**SUPPLIED MATERIAL**
⁂
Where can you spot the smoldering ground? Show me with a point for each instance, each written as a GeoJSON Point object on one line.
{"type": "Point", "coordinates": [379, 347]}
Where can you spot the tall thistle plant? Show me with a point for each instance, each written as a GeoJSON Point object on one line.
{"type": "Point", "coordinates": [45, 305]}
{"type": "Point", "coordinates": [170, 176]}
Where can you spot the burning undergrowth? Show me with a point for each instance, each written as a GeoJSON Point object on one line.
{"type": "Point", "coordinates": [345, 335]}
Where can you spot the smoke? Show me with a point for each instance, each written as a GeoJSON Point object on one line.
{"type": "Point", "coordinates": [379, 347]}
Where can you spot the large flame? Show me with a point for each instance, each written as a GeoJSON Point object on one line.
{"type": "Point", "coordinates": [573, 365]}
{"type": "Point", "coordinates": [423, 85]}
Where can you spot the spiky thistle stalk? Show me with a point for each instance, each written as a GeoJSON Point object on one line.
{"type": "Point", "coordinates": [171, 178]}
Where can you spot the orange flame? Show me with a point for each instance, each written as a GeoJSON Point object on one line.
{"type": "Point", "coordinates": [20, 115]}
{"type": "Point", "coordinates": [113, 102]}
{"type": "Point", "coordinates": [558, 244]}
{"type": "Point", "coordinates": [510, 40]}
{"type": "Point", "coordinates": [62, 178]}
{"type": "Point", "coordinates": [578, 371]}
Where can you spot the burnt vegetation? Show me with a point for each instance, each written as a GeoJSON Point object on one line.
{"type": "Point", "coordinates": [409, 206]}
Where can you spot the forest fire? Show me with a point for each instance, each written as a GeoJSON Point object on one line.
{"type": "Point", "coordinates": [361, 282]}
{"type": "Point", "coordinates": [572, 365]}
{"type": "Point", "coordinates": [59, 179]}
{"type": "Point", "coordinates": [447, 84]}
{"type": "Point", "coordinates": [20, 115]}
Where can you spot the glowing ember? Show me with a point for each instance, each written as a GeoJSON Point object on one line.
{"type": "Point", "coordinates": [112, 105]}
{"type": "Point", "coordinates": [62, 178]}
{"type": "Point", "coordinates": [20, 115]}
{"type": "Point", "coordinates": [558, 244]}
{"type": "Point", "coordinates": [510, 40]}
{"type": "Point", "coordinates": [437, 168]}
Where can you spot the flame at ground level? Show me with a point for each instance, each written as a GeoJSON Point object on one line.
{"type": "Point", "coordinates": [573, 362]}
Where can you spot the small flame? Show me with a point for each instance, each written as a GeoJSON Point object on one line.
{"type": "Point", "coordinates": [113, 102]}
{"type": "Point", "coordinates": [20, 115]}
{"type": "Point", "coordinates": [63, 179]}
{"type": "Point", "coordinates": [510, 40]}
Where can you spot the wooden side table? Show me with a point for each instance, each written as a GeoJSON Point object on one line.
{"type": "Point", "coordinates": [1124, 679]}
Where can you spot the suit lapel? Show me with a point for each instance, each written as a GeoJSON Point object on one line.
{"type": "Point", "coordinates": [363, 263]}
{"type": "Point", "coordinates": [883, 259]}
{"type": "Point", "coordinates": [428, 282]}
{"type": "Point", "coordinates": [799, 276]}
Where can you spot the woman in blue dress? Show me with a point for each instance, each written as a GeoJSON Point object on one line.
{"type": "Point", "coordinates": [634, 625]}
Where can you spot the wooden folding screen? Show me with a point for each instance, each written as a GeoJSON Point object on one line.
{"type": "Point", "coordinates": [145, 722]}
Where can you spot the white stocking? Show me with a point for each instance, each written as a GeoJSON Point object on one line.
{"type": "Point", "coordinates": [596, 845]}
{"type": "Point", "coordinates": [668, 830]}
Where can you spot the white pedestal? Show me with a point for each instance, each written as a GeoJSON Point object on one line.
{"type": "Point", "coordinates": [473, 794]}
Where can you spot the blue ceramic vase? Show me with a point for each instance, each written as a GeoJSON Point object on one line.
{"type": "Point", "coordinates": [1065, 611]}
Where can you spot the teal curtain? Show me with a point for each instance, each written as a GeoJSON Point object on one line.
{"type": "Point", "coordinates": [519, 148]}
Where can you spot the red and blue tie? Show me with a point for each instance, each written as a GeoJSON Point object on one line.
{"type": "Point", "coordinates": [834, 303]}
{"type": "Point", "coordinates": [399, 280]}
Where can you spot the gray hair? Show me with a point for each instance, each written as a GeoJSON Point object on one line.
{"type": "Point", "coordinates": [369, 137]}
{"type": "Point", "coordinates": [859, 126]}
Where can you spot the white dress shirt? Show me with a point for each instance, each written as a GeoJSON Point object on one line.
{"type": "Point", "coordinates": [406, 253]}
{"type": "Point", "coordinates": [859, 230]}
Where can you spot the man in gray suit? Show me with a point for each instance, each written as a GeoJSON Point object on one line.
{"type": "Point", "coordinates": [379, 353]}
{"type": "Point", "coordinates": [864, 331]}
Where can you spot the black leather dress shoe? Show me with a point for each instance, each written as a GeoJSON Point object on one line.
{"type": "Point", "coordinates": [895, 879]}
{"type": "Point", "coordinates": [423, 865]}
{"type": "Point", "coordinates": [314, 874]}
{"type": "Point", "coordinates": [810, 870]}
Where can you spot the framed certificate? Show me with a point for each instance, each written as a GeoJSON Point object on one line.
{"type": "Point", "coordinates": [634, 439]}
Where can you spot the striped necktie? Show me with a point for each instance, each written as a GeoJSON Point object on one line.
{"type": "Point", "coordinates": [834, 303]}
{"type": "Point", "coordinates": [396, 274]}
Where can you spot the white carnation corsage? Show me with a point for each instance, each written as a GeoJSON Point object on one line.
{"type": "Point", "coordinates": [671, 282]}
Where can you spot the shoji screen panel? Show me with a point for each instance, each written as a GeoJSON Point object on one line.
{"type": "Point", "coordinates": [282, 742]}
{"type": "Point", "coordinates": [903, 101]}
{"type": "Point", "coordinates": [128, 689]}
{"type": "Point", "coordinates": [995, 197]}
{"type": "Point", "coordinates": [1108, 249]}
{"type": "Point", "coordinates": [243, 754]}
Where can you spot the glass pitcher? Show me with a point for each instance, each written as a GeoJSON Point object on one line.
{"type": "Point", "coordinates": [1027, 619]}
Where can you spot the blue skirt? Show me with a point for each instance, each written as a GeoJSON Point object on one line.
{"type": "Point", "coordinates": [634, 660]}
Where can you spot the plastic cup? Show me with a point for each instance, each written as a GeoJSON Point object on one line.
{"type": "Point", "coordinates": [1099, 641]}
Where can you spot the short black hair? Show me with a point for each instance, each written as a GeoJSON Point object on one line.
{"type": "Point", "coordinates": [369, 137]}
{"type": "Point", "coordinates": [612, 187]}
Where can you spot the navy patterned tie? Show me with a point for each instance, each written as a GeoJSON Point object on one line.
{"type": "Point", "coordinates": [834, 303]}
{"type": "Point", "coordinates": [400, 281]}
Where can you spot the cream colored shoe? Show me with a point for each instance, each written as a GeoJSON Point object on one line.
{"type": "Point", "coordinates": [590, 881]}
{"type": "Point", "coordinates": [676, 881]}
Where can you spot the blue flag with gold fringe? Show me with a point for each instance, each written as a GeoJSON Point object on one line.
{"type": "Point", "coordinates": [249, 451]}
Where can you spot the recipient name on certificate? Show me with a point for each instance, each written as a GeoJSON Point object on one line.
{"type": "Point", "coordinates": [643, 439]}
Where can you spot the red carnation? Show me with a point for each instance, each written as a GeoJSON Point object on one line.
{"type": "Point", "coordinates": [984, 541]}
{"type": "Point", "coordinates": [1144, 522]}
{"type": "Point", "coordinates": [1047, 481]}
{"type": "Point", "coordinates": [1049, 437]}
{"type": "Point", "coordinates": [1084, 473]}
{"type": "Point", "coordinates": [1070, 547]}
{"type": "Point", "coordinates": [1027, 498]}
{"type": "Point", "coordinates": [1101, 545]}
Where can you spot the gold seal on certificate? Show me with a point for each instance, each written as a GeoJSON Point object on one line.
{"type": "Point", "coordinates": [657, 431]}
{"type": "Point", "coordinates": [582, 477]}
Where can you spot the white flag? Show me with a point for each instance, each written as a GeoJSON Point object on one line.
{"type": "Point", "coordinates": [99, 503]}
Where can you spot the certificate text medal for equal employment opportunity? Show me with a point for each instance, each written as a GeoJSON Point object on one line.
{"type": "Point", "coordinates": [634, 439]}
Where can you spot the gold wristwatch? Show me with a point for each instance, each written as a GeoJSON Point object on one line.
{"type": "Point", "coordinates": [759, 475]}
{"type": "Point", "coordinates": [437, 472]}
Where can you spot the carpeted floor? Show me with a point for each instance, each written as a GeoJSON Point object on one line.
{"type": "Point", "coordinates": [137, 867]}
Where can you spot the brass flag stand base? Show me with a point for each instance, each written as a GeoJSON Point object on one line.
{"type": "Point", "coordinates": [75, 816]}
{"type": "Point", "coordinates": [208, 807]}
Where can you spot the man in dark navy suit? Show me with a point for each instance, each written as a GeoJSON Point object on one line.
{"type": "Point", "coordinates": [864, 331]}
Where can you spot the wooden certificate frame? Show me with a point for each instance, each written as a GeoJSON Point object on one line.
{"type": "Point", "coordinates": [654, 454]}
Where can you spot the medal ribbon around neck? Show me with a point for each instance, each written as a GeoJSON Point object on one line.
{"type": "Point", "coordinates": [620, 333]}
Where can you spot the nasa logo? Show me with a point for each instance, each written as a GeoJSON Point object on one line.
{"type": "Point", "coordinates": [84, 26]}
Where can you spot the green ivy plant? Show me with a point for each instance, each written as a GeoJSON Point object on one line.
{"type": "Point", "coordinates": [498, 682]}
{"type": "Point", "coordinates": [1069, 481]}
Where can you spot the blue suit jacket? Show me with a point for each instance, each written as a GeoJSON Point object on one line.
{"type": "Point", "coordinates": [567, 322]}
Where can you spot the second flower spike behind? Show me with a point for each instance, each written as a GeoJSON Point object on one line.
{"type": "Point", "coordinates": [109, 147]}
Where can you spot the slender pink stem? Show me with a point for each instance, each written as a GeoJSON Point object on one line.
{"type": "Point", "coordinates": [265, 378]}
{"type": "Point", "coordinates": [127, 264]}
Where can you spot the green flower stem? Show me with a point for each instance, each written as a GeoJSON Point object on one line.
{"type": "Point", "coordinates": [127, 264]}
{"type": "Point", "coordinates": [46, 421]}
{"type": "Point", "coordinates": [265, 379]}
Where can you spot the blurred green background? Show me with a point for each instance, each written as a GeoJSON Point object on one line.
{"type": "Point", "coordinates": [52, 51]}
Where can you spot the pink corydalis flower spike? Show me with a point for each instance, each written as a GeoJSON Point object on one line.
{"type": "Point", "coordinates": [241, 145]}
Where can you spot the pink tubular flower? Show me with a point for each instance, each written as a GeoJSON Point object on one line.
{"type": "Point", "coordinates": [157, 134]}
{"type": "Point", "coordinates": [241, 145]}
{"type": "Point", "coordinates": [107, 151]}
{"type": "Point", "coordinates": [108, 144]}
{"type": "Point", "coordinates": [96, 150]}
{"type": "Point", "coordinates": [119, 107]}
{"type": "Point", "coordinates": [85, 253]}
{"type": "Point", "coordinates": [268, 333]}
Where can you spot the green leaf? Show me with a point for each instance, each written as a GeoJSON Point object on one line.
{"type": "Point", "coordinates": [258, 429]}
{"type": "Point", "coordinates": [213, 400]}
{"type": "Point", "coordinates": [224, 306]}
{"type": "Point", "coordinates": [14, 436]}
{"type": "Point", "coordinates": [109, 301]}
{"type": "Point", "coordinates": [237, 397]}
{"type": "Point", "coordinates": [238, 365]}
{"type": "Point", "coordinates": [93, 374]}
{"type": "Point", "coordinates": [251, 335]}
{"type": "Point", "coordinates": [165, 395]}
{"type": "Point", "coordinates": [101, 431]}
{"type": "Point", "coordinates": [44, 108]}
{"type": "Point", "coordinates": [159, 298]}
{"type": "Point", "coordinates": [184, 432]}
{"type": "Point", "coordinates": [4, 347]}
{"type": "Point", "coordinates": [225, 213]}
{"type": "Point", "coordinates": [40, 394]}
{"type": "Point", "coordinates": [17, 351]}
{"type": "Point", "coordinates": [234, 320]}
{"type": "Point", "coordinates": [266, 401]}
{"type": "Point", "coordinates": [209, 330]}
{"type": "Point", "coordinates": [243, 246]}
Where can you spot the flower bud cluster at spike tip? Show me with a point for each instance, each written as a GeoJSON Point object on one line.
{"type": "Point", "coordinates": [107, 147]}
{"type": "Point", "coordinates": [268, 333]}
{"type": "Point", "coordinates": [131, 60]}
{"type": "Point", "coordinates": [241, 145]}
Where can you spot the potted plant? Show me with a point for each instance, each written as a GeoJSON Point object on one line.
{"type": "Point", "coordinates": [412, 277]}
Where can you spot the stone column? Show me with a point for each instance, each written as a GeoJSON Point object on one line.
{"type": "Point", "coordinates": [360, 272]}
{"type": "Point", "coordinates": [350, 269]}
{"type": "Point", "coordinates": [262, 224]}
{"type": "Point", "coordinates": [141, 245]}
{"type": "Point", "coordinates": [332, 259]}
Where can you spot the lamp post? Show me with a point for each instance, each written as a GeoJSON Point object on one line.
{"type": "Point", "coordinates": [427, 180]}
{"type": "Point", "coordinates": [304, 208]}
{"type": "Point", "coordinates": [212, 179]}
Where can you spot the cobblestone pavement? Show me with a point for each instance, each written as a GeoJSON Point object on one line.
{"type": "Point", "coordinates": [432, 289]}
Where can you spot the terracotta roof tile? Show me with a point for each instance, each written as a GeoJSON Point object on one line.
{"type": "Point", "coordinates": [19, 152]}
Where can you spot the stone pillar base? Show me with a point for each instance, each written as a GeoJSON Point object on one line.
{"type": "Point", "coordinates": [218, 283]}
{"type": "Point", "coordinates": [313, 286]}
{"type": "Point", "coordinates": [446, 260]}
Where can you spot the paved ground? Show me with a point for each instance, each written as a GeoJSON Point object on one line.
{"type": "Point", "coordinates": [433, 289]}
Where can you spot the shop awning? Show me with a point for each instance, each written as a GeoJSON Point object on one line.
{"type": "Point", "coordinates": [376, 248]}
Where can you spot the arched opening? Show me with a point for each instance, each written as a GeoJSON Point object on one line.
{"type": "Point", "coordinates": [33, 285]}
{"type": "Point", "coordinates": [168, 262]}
⁂
**ABOUT THIS TASK**
Each line from the one with "Where can you spot the paved" through the last line of the records above must be retyped exactly, and no other line may be given.

**ANSWER TO THIS TASK**
Where can you spot the paved ground? Show me with a point for each instance, each written as a GeoJSON Point object on one line.
{"type": "Point", "coordinates": [433, 289]}
Where can you spot the shop awning? Show me with a point for each instance, each written as a GeoJSON Point object on one line.
{"type": "Point", "coordinates": [376, 248]}
Where can you spot the arched opening? Show me with a point for each instance, each written as a GeoJSON Point object on one line.
{"type": "Point", "coordinates": [33, 285]}
{"type": "Point", "coordinates": [168, 262]}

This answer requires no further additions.